[[ Source records, beginning ]]

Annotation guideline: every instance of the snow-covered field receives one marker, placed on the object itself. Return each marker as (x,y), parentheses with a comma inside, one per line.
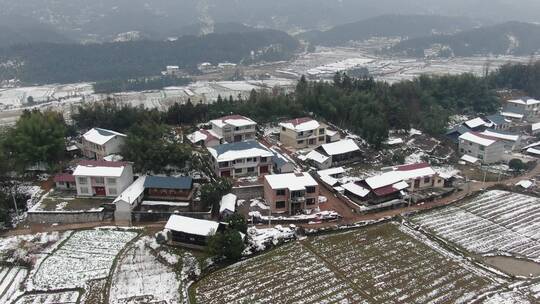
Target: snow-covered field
(141,278)
(86,255)
(10,280)
(494,223)
(378,264)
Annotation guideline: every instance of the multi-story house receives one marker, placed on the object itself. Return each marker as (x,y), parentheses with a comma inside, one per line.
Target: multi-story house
(529,108)
(301,133)
(291,193)
(234,128)
(486,149)
(241,159)
(98,143)
(102,178)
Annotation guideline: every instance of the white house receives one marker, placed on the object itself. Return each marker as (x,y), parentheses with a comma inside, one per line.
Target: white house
(102,178)
(529,108)
(130,198)
(98,143)
(248,158)
(487,149)
(234,128)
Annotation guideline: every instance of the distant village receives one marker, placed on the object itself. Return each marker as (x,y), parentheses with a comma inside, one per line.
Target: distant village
(298,172)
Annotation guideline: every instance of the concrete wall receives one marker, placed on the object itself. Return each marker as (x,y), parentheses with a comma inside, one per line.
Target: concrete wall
(65,217)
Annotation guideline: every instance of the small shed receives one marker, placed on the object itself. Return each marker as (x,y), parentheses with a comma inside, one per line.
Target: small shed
(191,232)
(227,205)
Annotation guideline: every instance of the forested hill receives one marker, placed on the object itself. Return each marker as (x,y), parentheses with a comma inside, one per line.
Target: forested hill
(515,38)
(389,26)
(61,63)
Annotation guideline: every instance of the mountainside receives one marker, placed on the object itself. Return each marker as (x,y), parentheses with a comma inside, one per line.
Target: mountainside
(389,26)
(511,38)
(101,20)
(68,63)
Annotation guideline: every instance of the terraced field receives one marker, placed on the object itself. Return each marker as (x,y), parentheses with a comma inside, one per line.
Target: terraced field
(496,222)
(379,264)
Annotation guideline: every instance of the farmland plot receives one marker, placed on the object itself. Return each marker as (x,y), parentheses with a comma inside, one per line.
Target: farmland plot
(67,297)
(379,264)
(11,279)
(85,256)
(141,278)
(496,222)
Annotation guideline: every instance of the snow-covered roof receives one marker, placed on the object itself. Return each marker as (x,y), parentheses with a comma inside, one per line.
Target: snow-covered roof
(470,159)
(316,156)
(501,135)
(228,202)
(478,138)
(526,184)
(134,191)
(191,225)
(356,189)
(383,180)
(233,120)
(203,135)
(301,124)
(340,147)
(525,101)
(100,136)
(512,115)
(331,171)
(475,123)
(291,181)
(100,169)
(239,150)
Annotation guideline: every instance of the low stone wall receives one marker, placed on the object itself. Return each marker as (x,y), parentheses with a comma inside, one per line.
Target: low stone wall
(36,217)
(248,192)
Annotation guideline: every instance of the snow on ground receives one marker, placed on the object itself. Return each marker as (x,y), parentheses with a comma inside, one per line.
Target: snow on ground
(67,297)
(494,222)
(141,278)
(11,278)
(86,255)
(378,264)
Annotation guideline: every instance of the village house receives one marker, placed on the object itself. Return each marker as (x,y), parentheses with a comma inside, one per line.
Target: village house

[[ Source records, end ]]

• **Exercise requirements**
Without the pictures, restate each entry exactly.

• **Exercise answer**
Annotation guideline: every instance of the snow-covered field receives one marker, placed on the object itself. Return each marker as (x,y), parentheses with a comma inside, one per line.
Target: snow-covered field
(141,278)
(86,255)
(10,280)
(494,223)
(378,264)
Annotation guideline: every instance of the multi-story house receives one marker, placed on the object itself. Return each marker as (x,y), parentheses with a comma inside, one per line.
Target: multi-story house
(529,108)
(301,133)
(291,193)
(234,128)
(486,149)
(241,159)
(98,143)
(102,178)
Annotation guideline: every instance of the white house receives one marker, placed on the object itself. Return each marker as (x,y), parentheses with a comma inside, one per line.
Target: white house
(102,178)
(529,108)
(130,198)
(98,143)
(248,158)
(487,149)
(234,128)
Annotation guideline: every instance of the distant village receives one marker, placed on the object itself. Return each marker as (x,y), parentheses with a comma inside, one per line.
Target: distant village
(298,172)
Annotation guideline: every instance of the concrete wall receives one marker, placed on the object itself. Return each marker as (x,y), parentheses with a comma inside, one per line.
Target: concrete wall
(65,217)
Annotation guideline: every instance of the small shed receives one marker, placed on the object itself. Return each marker as (x,y), parentheses with a comma inside, one per line.
Target: small shed
(191,232)
(227,205)
Annotation guideline: every instance of the forested hill receives one marker, placed on the object itself. Return each marker as (x,y), parentheses with a comma inside, one per line.
Target: forested hill
(515,38)
(389,26)
(61,63)
Annotation guideline: every instance of the mountainside receives one marker, placed on the object itself. Return each marker as (x,y), parentheses with a comma inside, one per line.
Target: mountainside
(389,26)
(511,38)
(101,20)
(68,63)
Annotation guideline: every instance of the terraced field receives one marker, placed on the object itself. Return each marker as (x,y), parentheses with a comma inside, one per line.
Target: terraced field
(496,222)
(379,264)
Annotation guideline: every instance of the farmland plot receives one marker, placed on the object itself. Return each marker as (x,y), parentheses with a comma inside, one per line.
Target: farmland plot
(67,297)
(379,264)
(11,279)
(85,256)
(141,278)
(496,222)
Annotation guideline: every instance of the snow-covered roof receives one marker, placed on the object itself. Return each marker as (x,y), parentheses with a comma inside, one per line.
Target: snow-covered roof
(470,159)
(316,156)
(501,135)
(228,202)
(478,138)
(526,184)
(134,191)
(191,225)
(356,189)
(383,180)
(233,120)
(203,135)
(301,124)
(340,147)
(525,101)
(100,136)
(512,115)
(331,171)
(475,123)
(291,181)
(100,169)
(239,150)
Annotation guideline: every instance of the low stone wall receives one marker, placed on the object itself. Return each marker as (x,y), parentheses with a comma inside, one per line.
Target: low stone wall
(36,217)
(248,192)
Annotation guideline: every instance of the snow on ground receives one marker, placed on the object itself. Return each marker as (x,y), parentheses with a comma inside, one per line.
Target: snow on ground
(67,297)
(494,222)
(141,278)
(11,278)
(86,255)
(378,264)
Annotation guideline: every instance of the village house receives one marker, placed on the object itself. Return each marker as (x,y), parentheses with a comma inside, one per line.
Target: village house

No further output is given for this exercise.